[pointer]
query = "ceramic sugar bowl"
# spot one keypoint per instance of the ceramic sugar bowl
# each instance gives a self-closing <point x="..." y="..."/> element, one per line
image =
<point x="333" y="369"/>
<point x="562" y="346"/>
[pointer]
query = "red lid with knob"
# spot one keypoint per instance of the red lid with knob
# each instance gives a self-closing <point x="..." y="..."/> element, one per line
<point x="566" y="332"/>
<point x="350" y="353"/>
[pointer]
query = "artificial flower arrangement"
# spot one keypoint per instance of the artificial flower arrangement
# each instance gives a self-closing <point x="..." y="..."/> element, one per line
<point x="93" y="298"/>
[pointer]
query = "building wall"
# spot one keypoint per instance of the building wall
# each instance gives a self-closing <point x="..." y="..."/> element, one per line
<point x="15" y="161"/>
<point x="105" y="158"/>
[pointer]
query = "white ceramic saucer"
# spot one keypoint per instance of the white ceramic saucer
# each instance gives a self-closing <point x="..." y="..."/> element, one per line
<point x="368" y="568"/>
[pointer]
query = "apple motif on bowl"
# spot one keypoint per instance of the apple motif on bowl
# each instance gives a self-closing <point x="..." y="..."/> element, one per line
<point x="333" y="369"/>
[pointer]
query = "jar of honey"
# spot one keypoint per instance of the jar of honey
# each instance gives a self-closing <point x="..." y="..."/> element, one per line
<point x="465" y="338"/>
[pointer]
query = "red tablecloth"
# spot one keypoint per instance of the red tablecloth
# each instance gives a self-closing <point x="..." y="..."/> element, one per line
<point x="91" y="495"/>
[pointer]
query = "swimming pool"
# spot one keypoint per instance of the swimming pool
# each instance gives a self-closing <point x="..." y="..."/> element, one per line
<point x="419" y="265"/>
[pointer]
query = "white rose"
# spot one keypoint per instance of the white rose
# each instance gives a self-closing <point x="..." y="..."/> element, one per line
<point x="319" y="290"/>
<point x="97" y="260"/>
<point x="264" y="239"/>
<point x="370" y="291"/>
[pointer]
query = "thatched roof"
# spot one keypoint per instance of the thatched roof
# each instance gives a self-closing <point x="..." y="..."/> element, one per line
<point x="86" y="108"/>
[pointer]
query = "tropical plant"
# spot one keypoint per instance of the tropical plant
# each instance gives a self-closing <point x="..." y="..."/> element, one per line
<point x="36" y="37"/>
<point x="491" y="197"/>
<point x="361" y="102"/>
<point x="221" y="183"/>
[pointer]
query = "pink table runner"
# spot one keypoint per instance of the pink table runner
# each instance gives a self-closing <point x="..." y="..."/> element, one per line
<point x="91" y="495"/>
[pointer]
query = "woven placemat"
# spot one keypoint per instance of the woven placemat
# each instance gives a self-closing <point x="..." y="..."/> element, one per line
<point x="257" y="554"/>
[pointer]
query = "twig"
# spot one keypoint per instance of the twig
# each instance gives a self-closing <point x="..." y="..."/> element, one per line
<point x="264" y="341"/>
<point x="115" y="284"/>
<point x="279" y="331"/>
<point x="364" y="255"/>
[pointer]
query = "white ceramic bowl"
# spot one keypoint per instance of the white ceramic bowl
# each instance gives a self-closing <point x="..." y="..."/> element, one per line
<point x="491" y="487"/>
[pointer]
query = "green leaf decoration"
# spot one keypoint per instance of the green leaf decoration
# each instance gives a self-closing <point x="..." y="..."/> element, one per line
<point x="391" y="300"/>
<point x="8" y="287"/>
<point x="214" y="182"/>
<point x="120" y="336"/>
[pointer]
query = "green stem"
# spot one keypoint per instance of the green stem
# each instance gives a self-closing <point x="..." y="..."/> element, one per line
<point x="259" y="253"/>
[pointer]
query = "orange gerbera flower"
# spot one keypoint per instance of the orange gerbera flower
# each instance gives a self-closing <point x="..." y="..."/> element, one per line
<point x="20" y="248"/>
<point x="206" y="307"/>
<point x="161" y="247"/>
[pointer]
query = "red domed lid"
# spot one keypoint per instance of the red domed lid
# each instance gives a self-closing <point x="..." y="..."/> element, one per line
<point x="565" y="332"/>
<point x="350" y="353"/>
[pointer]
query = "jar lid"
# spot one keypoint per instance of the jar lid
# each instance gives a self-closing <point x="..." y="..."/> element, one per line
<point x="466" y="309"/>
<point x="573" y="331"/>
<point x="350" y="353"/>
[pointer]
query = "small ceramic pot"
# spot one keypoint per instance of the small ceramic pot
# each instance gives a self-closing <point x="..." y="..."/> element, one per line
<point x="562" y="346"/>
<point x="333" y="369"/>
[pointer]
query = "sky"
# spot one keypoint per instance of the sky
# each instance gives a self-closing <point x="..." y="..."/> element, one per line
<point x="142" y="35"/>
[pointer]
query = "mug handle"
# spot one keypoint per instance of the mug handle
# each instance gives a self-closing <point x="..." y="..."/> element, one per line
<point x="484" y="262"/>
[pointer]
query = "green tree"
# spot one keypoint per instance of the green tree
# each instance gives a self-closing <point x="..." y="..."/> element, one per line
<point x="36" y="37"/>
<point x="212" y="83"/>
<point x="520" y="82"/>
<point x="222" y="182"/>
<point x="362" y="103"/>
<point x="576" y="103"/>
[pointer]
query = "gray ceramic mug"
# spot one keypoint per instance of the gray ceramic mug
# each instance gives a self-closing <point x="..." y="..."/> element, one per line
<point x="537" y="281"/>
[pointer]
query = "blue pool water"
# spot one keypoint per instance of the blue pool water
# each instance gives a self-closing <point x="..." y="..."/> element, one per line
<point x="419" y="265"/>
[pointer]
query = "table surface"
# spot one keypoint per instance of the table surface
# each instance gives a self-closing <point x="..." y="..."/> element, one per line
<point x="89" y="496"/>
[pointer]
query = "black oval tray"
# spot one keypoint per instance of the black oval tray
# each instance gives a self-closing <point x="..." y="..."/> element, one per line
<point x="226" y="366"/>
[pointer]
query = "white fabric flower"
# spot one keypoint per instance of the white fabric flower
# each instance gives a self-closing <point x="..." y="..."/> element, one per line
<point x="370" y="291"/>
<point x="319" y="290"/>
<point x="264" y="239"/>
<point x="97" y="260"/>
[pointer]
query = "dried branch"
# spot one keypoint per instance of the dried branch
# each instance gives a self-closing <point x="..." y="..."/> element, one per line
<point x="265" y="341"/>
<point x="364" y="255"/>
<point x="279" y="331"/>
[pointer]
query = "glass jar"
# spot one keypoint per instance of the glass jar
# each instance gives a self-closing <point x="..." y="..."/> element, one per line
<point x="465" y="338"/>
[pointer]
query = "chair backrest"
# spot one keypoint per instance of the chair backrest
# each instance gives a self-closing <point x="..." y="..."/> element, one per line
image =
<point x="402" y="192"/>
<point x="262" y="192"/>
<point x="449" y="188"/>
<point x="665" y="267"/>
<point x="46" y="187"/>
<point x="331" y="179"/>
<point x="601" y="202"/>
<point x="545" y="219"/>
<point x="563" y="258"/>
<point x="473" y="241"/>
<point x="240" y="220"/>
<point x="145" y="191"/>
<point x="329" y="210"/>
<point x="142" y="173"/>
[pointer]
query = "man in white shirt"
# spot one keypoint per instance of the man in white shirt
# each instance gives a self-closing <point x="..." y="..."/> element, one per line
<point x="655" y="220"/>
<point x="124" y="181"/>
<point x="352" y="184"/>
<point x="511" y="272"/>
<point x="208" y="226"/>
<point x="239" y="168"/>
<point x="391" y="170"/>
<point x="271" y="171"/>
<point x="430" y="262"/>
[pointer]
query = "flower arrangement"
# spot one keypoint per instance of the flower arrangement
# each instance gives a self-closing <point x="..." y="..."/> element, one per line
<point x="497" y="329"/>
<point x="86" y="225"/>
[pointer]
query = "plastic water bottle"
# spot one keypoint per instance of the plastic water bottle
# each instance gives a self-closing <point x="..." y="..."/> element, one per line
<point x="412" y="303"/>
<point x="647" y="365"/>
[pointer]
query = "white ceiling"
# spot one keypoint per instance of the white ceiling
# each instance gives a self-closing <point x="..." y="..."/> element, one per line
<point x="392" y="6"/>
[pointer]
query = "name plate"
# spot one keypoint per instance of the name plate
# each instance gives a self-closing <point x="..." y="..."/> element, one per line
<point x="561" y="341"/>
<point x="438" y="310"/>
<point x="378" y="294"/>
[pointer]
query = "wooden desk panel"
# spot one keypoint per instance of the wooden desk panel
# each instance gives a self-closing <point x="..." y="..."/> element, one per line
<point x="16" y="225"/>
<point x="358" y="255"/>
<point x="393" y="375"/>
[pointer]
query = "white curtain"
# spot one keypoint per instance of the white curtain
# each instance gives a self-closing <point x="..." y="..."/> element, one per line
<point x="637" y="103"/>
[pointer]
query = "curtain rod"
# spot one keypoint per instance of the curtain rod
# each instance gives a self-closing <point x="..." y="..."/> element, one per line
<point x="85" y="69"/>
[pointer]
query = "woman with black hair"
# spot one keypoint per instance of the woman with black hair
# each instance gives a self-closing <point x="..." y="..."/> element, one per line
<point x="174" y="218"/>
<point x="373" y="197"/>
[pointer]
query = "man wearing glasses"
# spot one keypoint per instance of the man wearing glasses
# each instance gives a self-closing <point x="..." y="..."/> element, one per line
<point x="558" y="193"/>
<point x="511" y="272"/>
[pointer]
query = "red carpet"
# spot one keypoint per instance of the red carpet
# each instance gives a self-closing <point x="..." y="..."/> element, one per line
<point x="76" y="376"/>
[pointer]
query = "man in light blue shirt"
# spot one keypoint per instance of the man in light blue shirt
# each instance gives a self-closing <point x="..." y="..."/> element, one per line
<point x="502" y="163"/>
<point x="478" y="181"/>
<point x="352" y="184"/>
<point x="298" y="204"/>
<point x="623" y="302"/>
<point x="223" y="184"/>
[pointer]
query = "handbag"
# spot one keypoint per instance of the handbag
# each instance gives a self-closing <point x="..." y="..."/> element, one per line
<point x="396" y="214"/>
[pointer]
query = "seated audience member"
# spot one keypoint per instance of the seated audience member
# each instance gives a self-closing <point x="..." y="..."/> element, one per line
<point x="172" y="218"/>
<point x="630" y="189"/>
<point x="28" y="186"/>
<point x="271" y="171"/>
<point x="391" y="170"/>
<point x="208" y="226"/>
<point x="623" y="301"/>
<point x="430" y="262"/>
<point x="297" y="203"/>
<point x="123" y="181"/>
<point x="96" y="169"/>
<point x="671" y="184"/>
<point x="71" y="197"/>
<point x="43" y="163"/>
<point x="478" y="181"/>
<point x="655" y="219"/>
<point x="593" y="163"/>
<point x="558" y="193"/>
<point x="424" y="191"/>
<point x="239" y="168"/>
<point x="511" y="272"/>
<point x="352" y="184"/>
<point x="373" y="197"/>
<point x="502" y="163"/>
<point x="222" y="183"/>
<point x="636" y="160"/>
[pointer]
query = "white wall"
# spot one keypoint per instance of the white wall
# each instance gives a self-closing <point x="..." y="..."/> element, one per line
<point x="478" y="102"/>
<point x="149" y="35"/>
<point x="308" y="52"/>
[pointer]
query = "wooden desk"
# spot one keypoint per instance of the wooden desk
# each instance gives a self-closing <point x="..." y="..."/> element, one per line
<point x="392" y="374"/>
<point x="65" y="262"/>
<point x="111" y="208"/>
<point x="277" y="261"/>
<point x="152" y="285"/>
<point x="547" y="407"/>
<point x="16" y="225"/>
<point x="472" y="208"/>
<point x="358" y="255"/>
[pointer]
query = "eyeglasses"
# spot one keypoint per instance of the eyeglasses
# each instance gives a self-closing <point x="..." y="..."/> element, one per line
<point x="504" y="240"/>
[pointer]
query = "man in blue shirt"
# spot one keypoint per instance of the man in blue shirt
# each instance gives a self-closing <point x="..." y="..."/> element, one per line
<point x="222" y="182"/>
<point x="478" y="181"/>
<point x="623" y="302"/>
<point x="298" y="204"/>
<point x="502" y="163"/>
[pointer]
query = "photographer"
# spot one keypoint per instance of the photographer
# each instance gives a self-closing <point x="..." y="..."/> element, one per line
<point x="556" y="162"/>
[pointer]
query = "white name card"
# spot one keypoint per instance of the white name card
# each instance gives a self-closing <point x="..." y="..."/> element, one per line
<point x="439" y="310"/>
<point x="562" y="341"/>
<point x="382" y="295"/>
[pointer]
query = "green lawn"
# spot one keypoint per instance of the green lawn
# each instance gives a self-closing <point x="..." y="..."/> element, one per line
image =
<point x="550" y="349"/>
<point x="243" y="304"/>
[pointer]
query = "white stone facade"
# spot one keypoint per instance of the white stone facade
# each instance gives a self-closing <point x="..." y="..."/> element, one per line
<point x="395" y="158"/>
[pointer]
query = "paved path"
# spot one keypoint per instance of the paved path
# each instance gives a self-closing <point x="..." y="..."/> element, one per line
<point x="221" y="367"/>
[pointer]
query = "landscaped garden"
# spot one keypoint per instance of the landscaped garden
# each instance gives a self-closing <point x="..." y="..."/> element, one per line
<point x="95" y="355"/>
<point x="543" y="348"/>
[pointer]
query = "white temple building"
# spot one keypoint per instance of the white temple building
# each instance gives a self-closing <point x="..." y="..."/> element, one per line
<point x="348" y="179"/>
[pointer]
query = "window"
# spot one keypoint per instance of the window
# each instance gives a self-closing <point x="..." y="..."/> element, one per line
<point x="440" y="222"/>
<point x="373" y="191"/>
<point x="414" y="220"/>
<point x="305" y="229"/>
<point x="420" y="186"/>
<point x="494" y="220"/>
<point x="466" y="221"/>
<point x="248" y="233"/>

•••

■ Activity: In the entries, find every line holding "wall" and copy it.

■ Reply to the task:
query = "building wall"
# spot one keypoint per instance of the building wall
query = "white wall"
# spot one keypoint per instance of the white wall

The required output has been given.